▶ **Your goal**:
Return everything from the line containing "like x=240, y=213." down to the line containing "x=249, y=172" in the records below, both lines included, unchanged.

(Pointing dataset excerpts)

━━━━━━━━━━

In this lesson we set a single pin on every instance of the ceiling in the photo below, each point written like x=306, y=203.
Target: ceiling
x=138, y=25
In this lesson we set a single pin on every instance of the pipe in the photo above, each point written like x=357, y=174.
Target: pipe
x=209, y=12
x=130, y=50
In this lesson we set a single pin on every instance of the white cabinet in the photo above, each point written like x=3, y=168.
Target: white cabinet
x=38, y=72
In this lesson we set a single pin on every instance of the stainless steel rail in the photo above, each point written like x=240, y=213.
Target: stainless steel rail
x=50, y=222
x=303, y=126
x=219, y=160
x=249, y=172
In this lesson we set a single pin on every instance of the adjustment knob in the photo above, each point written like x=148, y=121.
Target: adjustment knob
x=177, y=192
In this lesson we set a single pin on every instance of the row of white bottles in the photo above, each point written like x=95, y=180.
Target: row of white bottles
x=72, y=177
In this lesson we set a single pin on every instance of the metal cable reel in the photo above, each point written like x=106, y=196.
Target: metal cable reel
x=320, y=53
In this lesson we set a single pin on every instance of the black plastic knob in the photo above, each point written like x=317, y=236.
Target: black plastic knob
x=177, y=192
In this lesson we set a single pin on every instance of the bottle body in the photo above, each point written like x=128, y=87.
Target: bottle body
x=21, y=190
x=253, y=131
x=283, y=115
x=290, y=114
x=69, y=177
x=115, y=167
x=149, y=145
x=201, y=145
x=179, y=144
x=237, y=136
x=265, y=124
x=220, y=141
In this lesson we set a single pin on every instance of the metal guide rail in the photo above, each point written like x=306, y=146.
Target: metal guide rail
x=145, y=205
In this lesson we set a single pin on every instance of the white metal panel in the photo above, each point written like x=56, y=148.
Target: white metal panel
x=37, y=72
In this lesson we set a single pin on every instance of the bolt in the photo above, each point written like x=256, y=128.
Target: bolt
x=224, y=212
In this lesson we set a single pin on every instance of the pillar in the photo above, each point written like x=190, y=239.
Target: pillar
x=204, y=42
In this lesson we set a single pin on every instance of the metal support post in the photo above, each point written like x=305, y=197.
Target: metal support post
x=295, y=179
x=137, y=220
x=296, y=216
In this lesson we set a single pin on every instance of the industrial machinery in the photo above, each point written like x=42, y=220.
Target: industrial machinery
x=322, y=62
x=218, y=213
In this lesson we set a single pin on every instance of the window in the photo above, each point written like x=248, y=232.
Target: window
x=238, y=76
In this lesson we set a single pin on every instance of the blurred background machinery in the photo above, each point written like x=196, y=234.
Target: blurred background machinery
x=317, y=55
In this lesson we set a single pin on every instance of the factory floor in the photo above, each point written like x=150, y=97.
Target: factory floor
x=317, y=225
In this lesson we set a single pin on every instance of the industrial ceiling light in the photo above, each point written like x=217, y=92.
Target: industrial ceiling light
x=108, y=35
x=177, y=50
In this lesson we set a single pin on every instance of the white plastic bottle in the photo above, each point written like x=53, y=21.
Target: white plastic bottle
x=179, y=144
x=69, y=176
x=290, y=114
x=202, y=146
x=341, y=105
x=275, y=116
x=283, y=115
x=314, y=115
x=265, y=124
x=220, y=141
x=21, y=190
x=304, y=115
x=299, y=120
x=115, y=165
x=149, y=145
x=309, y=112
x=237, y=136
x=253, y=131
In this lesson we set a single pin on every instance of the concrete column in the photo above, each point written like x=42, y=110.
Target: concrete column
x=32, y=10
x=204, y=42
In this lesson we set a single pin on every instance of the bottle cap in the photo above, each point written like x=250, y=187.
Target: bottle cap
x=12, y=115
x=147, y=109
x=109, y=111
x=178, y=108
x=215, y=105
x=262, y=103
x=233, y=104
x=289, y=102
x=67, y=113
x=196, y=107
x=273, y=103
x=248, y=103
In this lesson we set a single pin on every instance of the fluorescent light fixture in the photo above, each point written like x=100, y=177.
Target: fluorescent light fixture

━━━━━━━━━━

▶ **Answer to the exercise**:
In this lesson we set a single pin on every instance of the stainless steel rail in the photo above, each point written like x=240, y=213.
Target: stainless steel rail
x=50, y=222
x=303, y=126
x=219, y=160
x=249, y=172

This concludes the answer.